** Brano estratto **
◇ ◇ ◇ ◇ ◇

Sempre con riguardo alla informazione, la già ricordata legge n. 119/2017 ha previsto un momento di “confronto” con i genitori che abbiano primo tempore rifiutato la vaccinazione obbligatoria, e la Corte Costituzionale n. 5/2018 ha valutato con favore questo approccio: “(..) nel nuovo assetto normativo, basato, come si è detto sull'obbligatorietà (giuridica), il legislatore in sede di conversione ha ritenuto di dover preservare un adeguato spazio per un rapporto con i cittadini basato sull'informazione, sul confronto e sulla persuasione: in caso di mancata osservanza dell'obbligo vaccinale, l'art. 1 comma 4, d.l. n. 73/2017, come convertito, prevede un procedimento volto in primo luogo a fornire ai genitori (o agli esercenti la potestà genitoriale) ulteriori informazioni sulle vaccinazioni e a sollecitarne l'effettuazione. A tale scopo, il legislatore ha inserito un apposito colloquio tra le autorità sanitarie e i genitori, istituendo un momento di incontro personale, strumento particolarmente favorevole alla comprensione reciproca, alla persuasione e all'adesione consapevole. Solo al termine di tale procedimento, e previa concessione di un adeguato termine, potranno essere inflitte le sanzioni amministrative previste, peraltro assai mitigate in seguito agli emendamenti introdotti in sede di conversione» (Corte Cost. n. 5/2018).

Vale infine la pena segnalare il provvedimento (ordinanza cautelare) n. 133/2018 con cui il T.A.R. di Brescia ha considerato il colloquio con i genitori previsto dalla l. n. 119/2017 come presupposto ineludibile ai fini della vaccinazione stessa, ragion per cui ha ritenuto di sospendere, medio tempore (in attesa della fissazione dell'incontro da parte della ASL), l'efficacia del provvedimento avversato, ovverosia quello con cui il Comune aveva negato l'accesso del minore al nido.

Al di là delle specificità del caso, parrebbe dunque potersi trarre conferma dell'esistenza di un principio generale che non ammette che il trattamento obbligatorio sia disgiunto dal correlativo dovere di informazione.

b) Quali conseguenze in caso di omessa informazione (vaccini obbligatori)?

Sulla base delle osservazioni che precedono non ci sembra azzardato ritenere che il dovere di informare sia addirittura speculare rispetto a quello di sottoporsi alla somministrazione, e lo condizioni, rappresentandone l'altra faccia, il rovescio della medaglia.

Si potrebbe allora sostenere che l'obbligo vaccinale perda addirittura la propria cogenza e non sia quindi sanzionabile laddove l'interessato, giunto all'apposito hub, rifiuti l'iniezione e se ne vada perché il medico non intende comunicargli il tipo di farmaco utilizzato e le possibili conseguenze /rischi. In questo caso verrebbe forse meno il presupposto che legittima l'imposizione del trattamento (non potendosi accettare l'idea di una procedura sanitaria sulla persona “al buio”).

◇ ◇ ◇ ◇ ◇

** Materiale di studio **

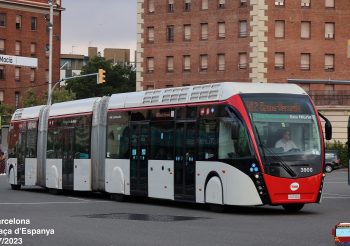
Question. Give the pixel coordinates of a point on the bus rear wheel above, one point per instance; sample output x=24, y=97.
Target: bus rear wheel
x=293, y=208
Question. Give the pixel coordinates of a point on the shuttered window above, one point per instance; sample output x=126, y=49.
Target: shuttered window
x=329, y=62
x=187, y=63
x=305, y=29
x=204, y=4
x=221, y=62
x=187, y=32
x=204, y=62
x=305, y=61
x=329, y=30
x=329, y=3
x=204, y=31
x=170, y=64
x=243, y=62
x=221, y=30
x=279, y=29
x=279, y=60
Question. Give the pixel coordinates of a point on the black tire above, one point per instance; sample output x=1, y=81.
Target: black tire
x=217, y=208
x=293, y=208
x=15, y=187
x=54, y=191
x=119, y=197
x=328, y=168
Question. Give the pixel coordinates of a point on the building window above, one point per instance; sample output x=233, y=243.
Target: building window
x=221, y=4
x=187, y=63
x=279, y=61
x=151, y=6
x=221, y=62
x=204, y=31
x=17, y=73
x=329, y=62
x=205, y=4
x=18, y=21
x=329, y=30
x=33, y=23
x=150, y=31
x=32, y=49
x=279, y=2
x=243, y=61
x=32, y=75
x=187, y=6
x=170, y=6
x=305, y=29
x=170, y=64
x=2, y=46
x=279, y=29
x=2, y=20
x=243, y=3
x=170, y=33
x=187, y=32
x=221, y=30
x=305, y=61
x=18, y=48
x=17, y=96
x=329, y=4
x=305, y=3
x=243, y=31
x=2, y=72
x=150, y=64
x=203, y=63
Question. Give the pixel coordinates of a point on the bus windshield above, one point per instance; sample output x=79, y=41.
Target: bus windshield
x=287, y=134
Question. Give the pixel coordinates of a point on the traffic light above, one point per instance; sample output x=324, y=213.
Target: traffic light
x=101, y=76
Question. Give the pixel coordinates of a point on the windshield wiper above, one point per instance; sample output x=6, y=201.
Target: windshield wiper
x=276, y=158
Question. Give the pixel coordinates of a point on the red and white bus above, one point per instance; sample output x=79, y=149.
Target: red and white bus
x=216, y=143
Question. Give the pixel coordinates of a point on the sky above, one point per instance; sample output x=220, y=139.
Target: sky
x=98, y=23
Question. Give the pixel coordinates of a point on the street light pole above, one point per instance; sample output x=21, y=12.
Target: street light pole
x=50, y=2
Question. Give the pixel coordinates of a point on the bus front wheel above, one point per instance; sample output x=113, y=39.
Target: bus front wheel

◇ ◇ ◇ ◇ ◇

** Domande **
a: Secondo il brano, che cosa aveva negato il Comune con il provvedimento sospeso dal T.A.R. di Brescia?
b: Indichi se ciascuna delle seguenti affermazioni concorda con il brano, citando testualmente le parole decisive: (i) la Corte Costituzionale n. 5/2018 ha giudicato favorevolmente il momento di confronto con i genitori; (ii) le sanzioni amministrative possono essere inflitte prima che il procedimento con i genitori sia concluso; (iii) gli emendamenti introdotti in sede di conversione hanno inasprito le sanzioni amministrative.
c: Trascriva il passo del brano a partire da "b) Quali conseguenze" fino a "rovescio della medaglia.".
I record costituiscono materiale a sé stante, distinto dal brano.

** Risposte ai quesiti **
a: L'accesso del minore al nido.

b:
(i) Sì: «la Corte Costituzionale n. 5/2018 ha valutato con favore questo approccio».
(ii) No: «Solo al termine di tale procedimento, e previa concessione di un adeguato termine, potranno essere inflitte le sanzioni amministrative previste».
(iii) No: «peraltro assai mitigate in seguito agli emendamenti introdotti in sede di conversione».

c:
b) Quali conseguenze in caso di omessa informazione (vaccini obbligatori)?

Sulla base delle osservazioni che precedono non ci sembra azzardato ritenere che il dovere di informare sia addirittura speculare rispetto a quello di sottoporsi alla somministrazione, e lo condizioni, rappresentandone l'altra faccia, il rovescio della medaglia.